── Extracted entries

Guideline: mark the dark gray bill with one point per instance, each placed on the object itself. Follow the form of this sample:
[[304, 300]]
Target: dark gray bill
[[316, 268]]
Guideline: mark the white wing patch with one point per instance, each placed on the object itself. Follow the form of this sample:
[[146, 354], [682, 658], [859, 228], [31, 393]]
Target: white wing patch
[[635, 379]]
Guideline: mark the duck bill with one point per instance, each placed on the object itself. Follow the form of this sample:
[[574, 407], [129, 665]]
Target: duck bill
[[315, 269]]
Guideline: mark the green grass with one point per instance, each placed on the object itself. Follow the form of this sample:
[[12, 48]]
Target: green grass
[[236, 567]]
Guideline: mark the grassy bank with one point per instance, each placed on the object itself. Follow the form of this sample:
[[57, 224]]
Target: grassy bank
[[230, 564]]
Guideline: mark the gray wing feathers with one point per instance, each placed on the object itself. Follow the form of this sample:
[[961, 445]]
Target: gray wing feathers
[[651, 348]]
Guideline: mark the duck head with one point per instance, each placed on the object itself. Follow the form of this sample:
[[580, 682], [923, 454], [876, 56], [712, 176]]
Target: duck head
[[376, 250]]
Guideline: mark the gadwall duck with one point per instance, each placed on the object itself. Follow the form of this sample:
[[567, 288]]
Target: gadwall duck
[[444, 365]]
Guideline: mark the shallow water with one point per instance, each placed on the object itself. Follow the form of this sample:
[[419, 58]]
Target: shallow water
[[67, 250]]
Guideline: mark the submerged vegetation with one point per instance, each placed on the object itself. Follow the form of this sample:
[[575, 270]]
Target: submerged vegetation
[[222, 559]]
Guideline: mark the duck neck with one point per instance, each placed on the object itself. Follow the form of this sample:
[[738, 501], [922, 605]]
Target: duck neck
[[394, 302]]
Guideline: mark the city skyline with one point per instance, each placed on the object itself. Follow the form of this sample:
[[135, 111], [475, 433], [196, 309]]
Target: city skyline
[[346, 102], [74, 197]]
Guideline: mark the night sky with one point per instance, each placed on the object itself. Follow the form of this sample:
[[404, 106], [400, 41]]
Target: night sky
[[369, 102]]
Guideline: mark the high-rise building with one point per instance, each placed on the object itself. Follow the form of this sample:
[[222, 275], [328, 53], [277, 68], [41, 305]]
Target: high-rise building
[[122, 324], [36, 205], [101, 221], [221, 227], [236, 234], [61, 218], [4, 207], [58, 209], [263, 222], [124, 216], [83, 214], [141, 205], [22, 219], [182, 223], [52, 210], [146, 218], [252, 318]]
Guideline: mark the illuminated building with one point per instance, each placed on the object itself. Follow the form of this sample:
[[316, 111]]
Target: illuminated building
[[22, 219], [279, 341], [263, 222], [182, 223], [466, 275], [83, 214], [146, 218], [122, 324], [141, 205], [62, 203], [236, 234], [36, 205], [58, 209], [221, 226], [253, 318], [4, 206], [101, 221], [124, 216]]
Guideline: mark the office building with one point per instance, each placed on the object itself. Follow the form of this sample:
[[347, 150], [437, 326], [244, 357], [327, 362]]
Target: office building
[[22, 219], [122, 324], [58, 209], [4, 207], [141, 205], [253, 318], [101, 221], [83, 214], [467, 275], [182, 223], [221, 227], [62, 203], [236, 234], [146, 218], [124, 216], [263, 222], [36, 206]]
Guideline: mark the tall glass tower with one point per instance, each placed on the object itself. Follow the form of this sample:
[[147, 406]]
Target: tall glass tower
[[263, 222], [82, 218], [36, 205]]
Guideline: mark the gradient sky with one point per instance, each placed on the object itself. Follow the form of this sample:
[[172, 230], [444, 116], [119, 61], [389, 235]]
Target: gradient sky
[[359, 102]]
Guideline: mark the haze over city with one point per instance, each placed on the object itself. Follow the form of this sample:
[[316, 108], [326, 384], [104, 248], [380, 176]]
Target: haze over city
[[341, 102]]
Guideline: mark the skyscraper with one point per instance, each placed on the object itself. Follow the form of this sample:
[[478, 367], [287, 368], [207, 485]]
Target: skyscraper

────

> [Exercise]:
Write out every line of the material again, starting at the line containing "Guideline: mark the green" and ending at the line containing "[[236, 567]]". Raise each coordinate in the answer by 53, and leave the sample coordinates as they are.

> [Task result]:
Guideline: mark the green grass with one point per instance, each placed on the object itself. Follow the form of this sample:
[[12, 48]]
Target: green grass
[[289, 620]]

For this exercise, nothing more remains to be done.